__TASK OBJECTIVE__. Write back every line of the listing exactly, excluding images.

══════════

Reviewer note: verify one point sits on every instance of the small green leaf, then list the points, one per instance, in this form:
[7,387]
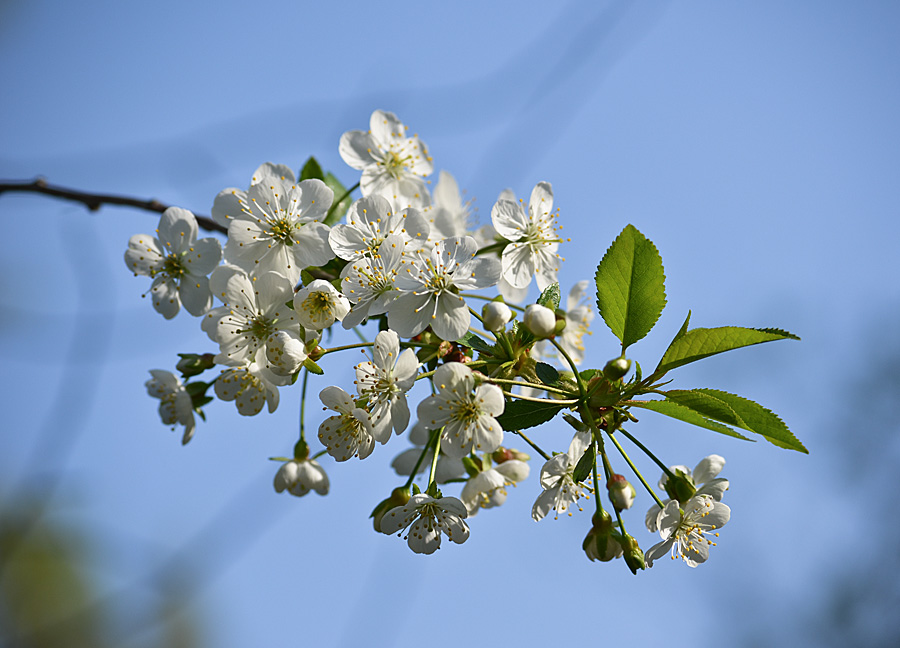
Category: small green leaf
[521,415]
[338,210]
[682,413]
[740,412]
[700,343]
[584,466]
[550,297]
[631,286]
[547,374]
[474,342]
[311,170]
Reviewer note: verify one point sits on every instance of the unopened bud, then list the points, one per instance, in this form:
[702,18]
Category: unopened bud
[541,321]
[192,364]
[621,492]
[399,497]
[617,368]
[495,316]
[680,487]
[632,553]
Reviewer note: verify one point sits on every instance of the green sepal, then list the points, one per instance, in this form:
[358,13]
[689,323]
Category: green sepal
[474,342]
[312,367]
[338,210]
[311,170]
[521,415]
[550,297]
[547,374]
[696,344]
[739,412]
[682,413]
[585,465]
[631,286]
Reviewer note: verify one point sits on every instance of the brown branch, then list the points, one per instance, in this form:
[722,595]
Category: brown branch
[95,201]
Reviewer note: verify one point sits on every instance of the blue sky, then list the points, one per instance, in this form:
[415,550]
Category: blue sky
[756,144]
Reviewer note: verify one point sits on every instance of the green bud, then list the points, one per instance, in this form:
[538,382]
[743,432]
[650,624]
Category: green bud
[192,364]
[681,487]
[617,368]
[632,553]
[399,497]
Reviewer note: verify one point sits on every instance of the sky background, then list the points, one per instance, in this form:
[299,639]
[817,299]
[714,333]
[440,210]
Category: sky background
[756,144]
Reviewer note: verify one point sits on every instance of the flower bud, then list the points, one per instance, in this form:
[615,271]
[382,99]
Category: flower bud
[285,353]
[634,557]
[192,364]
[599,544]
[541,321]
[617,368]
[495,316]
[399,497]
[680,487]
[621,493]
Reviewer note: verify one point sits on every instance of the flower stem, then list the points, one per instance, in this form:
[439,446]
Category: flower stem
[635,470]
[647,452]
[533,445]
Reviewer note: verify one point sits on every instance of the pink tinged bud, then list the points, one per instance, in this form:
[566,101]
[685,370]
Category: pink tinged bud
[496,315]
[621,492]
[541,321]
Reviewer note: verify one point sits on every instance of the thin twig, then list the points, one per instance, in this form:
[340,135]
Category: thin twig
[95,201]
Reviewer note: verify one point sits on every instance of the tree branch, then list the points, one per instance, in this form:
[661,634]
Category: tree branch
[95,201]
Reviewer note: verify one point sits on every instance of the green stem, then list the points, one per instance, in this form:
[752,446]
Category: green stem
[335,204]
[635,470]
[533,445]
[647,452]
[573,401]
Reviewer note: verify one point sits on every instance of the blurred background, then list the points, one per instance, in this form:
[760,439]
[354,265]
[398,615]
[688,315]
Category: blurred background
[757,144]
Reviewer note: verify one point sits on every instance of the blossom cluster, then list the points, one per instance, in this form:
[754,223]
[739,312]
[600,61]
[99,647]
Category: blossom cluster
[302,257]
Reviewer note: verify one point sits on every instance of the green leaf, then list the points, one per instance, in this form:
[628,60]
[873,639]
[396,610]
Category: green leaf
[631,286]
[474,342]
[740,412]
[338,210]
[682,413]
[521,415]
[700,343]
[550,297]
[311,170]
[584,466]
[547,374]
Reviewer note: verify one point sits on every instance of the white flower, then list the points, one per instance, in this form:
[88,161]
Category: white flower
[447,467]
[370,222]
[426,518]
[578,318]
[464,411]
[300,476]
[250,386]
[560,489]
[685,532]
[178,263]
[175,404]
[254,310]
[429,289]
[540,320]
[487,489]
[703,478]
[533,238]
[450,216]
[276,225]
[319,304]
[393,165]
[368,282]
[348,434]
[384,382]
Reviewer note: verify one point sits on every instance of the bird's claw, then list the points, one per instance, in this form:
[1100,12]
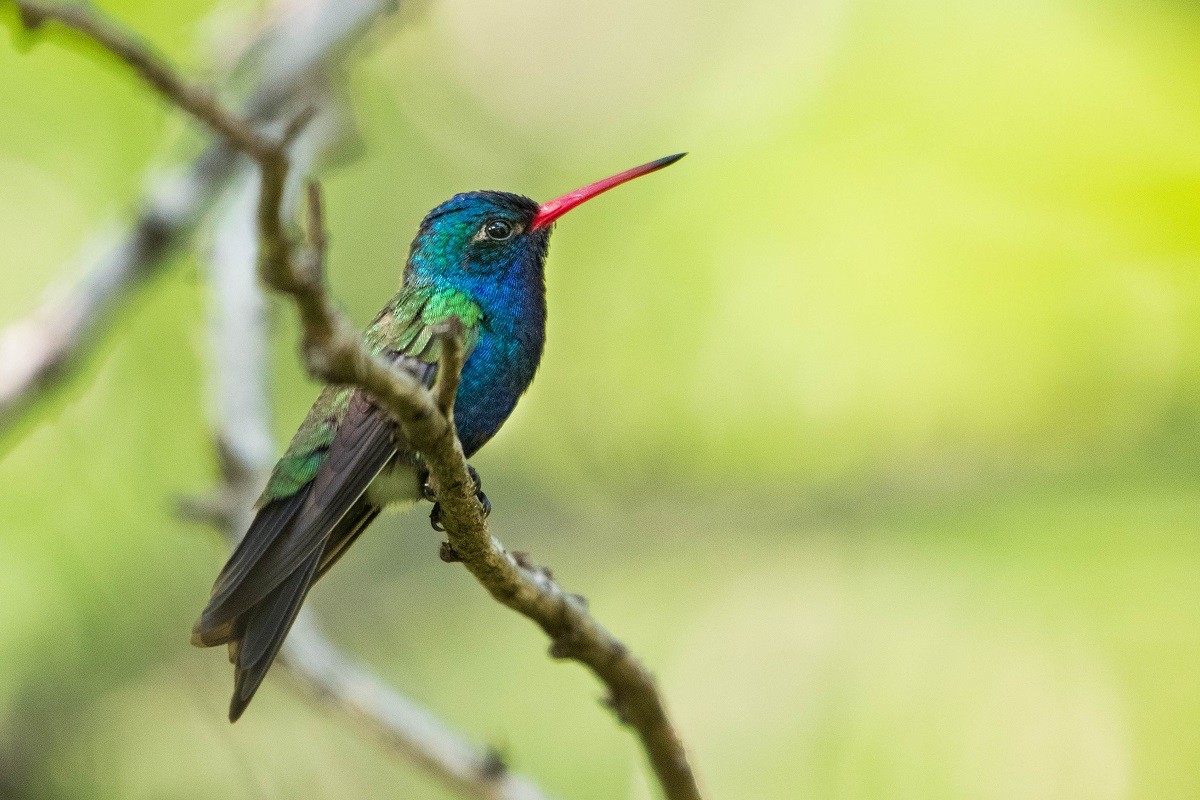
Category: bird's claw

══════════

__SOLUTION TO THE EXERCISE__.
Reviewer note: verify one point sits on every instance of the small green leaf, then list the points, one per instance, in this form:
[7,387]
Category: small green leaf
[521,415]
[338,210]
[682,413]
[740,412]
[700,343]
[584,466]
[550,297]
[631,286]
[547,374]
[474,342]
[311,170]
Reviewer note: verify one point sits on every instance of the unopened bud, then list the points, one per instance, in this form:
[702,18]
Category: unopened bud
[541,321]
[192,364]
[621,492]
[399,497]
[617,368]
[495,316]
[680,487]
[632,553]
Reviewer note: verify one point sits on every instance of the green sepal, then list the points, one per instance, in this form:
[358,13]
[689,323]
Category: green sepal
[474,342]
[312,367]
[338,210]
[311,170]
[521,415]
[550,297]
[547,374]
[696,344]
[739,412]
[682,413]
[585,465]
[631,286]
Reviewer note: verify one point sits on every instance of the brown branch, then list the points, one per instance, in this form:
[722,595]
Category: brown branch
[95,201]
Reviewer note: verify one point sits on every instance of the blue sky, then list the points, one per instance, in this form:
[415,550]
Category: blue sky
[756,144]
Reviewer note: verify one point sits on every instance of the green bud, then list the points, one per instance, in this form:
[538,382]
[743,432]
[650,624]
Category: green bud
[192,364]
[681,487]
[617,368]
[632,553]
[399,497]
Reviewer note: verify one point sits on every instance of the sky background, then list the points, one per instance, in this form:
[299,639]
[817,299]
[714,333]
[440,210]
Category: sky background
[756,144]
Reviewer note: verify one point sits on every instance of the flower bud, then list the points, one per instance, in this form:
[615,271]
[382,99]
Category: flower bud
[285,353]
[634,557]
[192,364]
[599,544]
[541,321]
[617,368]
[495,316]
[399,497]
[680,487]
[621,493]
Reviewer note: verify one point sits on every instance of the flower stem, then list the points, one per instance, in this form:
[439,446]
Category: flower stem
[635,470]
[647,452]
[533,445]
Reviewer note: verify one point sits on every instance of the pink tinged bud, then list the points, one per instance, in this form:
[566,101]
[685,370]
Category: pink tinged bud
[496,315]
[621,492]
[541,321]
Reviewer note: verify one point sits on every instance of the thin twig, then list the points, one per instance, in this form:
[340,135]
Category: thin twig
[95,201]
Reviewer note: verify one point sits on every instance of the tree branch, then list the points, one per instance, in this form:
[661,634]
Category: tree branch
[95,201]
Reviewer note: verify one point sits on every instance of the green stem, then list the points, one per instance, in this form:
[752,446]
Category: green stem
[335,204]
[635,470]
[533,445]
[647,452]
[573,401]
Reviewer note: verify one point sits on every instance of the blurred background, then list the points, one per instance, in this form:
[760,439]
[354,265]
[398,615]
[688,315]
Category: blurred background
[757,144]
Reviewer note: verify one point sits on every instance of the blossom cluster, then list the points, one per instance, in this form:
[754,223]
[739,312]
[600,61]
[99,647]
Category: blossom cluster
[302,257]
Reviewer note: verify one point sits on every instance of the green leaf, then list the points, one per instance, in this form:
[628,60]
[873,639]
[396,610]
Category: green leaf
[631,286]
[474,342]
[740,412]
[338,210]
[682,413]
[521,415]
[700,343]
[550,297]
[311,170]
[584,466]
[547,374]
Reviewer note: verify one point sits on every instance of the white flower, then list the points, one per instance, in this form:
[88,161]
Category: white flower
[447,467]
[370,222]
[426,518]
[578,318]
[464,411]
[300,476]
[250,386]
[560,489]
[685,532]
[178,263]
[175,404]
[254,310]
[429,289]
[540,320]
[487,489]
[703,478]
[533,238]
[450,216]
[276,225]
[319,304]
[393,165]
[368,282]
[348,434]
[384,382]
Reviewer note: verify one point sits on every instance of the bird's claw, then list the points, one per instance, in this form:
[1100,12]
Category: bird's claw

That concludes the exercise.